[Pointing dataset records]

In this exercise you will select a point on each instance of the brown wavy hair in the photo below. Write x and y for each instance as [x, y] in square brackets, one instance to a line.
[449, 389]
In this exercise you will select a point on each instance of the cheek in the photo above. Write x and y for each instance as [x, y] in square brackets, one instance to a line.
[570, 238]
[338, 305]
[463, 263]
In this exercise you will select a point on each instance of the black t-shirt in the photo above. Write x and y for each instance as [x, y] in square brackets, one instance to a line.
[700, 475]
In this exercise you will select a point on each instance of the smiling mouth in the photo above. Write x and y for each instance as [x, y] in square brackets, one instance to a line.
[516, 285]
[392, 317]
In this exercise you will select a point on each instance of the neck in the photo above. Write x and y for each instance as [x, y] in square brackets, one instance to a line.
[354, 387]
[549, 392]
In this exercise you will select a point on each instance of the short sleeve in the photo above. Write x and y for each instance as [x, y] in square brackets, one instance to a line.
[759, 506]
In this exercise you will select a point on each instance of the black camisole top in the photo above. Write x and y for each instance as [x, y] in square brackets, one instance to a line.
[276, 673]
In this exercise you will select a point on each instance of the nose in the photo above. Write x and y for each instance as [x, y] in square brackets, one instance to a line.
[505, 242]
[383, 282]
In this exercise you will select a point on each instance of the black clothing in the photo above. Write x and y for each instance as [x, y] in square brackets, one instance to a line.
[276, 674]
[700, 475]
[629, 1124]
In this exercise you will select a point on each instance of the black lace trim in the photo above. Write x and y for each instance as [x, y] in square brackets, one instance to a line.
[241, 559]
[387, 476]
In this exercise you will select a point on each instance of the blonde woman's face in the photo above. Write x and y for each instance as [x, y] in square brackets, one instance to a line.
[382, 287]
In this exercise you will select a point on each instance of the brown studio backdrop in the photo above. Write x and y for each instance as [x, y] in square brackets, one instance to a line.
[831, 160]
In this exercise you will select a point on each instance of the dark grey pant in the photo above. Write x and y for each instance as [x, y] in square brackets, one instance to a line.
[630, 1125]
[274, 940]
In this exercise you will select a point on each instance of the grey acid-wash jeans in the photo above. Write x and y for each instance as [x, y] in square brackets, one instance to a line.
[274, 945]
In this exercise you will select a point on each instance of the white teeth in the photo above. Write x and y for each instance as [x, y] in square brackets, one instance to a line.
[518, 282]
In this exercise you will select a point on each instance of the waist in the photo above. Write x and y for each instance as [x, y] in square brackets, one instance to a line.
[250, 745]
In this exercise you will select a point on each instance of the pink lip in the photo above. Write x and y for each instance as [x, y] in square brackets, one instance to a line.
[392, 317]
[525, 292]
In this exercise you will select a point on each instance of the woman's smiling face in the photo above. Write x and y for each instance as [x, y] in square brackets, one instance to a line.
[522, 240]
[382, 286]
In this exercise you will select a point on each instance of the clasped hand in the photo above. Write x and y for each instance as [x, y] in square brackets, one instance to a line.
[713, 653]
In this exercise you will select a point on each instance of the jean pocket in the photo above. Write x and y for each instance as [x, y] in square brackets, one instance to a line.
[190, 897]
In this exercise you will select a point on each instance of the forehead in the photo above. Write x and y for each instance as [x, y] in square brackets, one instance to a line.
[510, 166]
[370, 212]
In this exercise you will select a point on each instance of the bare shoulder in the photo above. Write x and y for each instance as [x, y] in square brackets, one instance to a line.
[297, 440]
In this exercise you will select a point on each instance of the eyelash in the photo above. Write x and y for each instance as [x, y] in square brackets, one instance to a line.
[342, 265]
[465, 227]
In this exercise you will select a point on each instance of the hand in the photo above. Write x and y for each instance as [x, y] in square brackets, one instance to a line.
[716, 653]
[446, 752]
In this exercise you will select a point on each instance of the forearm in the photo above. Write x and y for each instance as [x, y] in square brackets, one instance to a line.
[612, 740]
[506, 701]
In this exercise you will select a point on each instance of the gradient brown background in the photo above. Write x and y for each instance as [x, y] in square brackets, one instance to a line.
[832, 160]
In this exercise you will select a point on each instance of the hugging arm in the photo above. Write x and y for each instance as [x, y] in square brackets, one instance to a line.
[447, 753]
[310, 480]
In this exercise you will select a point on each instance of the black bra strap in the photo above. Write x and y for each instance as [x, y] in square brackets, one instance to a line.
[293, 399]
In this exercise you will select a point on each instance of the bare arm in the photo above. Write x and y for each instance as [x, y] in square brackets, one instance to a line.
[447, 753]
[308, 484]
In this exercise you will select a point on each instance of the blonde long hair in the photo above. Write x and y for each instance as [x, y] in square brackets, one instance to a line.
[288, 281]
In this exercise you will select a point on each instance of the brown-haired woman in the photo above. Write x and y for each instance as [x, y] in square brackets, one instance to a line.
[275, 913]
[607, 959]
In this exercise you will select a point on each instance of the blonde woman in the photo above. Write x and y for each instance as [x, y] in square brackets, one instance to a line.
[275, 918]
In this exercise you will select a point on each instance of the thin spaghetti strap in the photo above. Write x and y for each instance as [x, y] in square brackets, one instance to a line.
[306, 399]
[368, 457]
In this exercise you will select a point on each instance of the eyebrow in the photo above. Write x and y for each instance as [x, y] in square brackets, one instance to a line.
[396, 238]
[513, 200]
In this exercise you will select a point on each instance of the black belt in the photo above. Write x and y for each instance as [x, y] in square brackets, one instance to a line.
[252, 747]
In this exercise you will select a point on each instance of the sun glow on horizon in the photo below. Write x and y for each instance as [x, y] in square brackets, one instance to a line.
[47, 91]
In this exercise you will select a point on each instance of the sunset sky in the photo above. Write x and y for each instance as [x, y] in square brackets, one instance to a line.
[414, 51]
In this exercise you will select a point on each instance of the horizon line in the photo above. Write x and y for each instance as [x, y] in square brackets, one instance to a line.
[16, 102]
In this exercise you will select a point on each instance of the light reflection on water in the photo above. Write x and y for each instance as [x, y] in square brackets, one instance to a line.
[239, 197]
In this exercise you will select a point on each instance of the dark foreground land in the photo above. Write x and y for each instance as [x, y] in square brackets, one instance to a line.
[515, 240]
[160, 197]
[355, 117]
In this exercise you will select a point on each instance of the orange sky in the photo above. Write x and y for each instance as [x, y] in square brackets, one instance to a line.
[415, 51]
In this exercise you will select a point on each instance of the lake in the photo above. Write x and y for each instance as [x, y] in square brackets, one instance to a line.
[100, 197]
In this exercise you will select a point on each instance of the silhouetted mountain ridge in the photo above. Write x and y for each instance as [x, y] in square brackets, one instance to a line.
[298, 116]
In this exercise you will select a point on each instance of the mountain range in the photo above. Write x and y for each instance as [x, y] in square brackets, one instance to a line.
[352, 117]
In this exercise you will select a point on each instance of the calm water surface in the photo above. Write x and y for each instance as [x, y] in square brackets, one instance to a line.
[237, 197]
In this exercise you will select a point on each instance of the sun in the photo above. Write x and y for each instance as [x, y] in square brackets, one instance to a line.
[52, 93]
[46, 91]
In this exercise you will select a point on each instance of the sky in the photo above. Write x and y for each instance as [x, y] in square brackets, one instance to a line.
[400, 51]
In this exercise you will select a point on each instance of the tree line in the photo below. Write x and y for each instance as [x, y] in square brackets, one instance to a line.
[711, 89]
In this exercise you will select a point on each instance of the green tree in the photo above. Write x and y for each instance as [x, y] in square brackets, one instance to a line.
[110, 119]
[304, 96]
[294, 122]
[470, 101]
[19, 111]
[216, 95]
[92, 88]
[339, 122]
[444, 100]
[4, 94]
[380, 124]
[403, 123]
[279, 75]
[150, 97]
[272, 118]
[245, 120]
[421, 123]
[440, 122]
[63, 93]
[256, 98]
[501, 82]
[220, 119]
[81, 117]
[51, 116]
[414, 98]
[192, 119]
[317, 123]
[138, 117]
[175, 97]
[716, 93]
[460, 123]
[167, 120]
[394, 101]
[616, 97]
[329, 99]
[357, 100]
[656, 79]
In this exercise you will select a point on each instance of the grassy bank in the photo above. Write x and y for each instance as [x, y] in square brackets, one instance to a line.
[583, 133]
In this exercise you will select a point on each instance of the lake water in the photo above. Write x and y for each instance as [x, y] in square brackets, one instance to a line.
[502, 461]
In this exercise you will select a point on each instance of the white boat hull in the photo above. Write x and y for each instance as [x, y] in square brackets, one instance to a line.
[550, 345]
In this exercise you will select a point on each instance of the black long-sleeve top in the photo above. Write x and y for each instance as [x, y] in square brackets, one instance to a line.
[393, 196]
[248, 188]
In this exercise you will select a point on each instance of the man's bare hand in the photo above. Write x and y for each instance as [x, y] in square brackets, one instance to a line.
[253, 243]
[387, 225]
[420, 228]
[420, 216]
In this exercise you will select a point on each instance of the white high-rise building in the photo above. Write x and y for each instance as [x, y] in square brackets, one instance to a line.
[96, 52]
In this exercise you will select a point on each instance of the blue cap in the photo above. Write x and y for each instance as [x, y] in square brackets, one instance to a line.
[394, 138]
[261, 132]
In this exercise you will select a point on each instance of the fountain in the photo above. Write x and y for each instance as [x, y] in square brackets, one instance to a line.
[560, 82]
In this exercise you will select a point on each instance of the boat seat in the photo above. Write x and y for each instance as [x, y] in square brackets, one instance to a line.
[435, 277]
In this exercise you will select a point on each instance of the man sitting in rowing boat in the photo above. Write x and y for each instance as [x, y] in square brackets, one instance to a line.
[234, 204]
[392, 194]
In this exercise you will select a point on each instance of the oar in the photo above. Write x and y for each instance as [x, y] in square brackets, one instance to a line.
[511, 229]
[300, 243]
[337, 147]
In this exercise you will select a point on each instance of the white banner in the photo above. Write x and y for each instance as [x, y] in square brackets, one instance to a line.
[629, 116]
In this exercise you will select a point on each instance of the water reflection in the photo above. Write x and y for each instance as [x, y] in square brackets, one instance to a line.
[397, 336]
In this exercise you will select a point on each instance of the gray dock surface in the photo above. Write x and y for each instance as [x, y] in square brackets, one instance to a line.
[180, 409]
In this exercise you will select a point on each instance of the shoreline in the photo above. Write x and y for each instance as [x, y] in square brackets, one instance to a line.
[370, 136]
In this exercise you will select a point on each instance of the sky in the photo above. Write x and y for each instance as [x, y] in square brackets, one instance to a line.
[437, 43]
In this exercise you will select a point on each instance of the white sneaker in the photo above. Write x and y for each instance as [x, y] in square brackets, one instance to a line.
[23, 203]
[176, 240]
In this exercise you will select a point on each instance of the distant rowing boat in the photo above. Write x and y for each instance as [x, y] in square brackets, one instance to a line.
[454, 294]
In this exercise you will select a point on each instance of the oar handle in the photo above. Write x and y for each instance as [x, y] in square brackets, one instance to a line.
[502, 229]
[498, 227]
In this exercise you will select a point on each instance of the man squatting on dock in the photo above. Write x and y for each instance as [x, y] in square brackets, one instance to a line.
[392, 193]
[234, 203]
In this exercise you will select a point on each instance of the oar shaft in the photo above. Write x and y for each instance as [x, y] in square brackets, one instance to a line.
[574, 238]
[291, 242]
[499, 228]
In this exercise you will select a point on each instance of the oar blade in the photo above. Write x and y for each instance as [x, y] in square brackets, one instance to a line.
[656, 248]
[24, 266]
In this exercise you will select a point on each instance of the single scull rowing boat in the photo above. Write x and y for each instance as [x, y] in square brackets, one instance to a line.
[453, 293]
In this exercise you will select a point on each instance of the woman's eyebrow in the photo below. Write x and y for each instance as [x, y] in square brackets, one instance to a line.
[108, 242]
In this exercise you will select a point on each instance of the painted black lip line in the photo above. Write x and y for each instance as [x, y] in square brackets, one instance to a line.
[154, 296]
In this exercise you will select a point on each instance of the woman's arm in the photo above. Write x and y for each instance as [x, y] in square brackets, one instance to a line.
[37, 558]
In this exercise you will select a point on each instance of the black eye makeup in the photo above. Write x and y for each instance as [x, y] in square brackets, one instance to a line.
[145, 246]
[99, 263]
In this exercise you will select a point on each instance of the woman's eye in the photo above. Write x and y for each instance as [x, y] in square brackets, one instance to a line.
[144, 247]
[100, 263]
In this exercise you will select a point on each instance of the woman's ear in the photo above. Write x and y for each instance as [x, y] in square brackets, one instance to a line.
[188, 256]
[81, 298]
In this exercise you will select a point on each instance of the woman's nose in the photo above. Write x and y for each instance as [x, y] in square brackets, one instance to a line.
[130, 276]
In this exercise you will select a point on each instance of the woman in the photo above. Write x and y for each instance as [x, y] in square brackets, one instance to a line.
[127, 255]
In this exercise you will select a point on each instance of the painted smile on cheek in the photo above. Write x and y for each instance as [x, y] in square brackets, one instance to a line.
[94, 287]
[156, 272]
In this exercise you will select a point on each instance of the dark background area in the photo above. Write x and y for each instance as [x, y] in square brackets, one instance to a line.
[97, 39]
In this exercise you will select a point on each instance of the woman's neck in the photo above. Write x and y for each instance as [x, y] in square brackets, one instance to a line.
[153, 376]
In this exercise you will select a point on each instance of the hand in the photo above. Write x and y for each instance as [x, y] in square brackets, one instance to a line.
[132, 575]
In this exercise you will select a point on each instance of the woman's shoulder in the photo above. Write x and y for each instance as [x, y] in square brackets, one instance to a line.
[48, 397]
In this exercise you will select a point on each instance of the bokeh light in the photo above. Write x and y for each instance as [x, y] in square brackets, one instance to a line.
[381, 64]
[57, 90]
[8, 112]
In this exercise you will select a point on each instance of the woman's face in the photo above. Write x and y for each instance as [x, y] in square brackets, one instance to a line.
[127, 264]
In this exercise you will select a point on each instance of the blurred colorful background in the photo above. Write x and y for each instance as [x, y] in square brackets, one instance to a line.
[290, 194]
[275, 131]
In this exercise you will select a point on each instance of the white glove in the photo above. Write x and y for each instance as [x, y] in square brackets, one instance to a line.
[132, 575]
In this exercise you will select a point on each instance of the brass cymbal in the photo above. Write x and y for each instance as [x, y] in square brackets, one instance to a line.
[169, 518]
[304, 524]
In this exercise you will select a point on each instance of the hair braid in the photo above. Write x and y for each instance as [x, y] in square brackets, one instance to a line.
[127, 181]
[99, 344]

> [Set task] The lines to quote run from the one containing "the woman's shoulder" through the final line of the material above; please give them exactly, both ends included, and nothing else.

> [Solution to the exercise]
In this exercise you will select a point on each instance of the woman's shoulder in the photo above. Write x and y for each instance as [x, y] in square brackets, one instance to a line.
[48, 397]
In this exercise you will select a point on each instance of the bokeh light in the photo above. Write x and y for each instance as [x, y] in square brackets, one instance to a line.
[381, 64]
[57, 90]
[8, 112]
In this exercise you will select a point on each instance of the woman's face in the photo above. Write x and y for each instance as [x, y] in square brackets, one instance to a line.
[127, 264]
In this exercise you will select a point on each instance of the blurred colorful background in the photo above. Write x and y for each instance as [x, y] in square brackets, one instance to a line.
[290, 194]
[275, 131]
In this exercise you will select a point on each instance of the white glove in the photo above. Write x and y for each instance as [x, y] in square brackets, one instance to a line.
[132, 575]
In this exercise you will select a point on each instance of the brass cymbal in the photo above. Write x and y for each instance as [x, y] in square brackets, one instance to a line.
[169, 518]
[304, 524]
In this exercise you will select a point on each instance of the hair braid in the photo above. Write x and y for each instance as [x, y] in square brackets, one instance to a line.
[127, 181]
[99, 344]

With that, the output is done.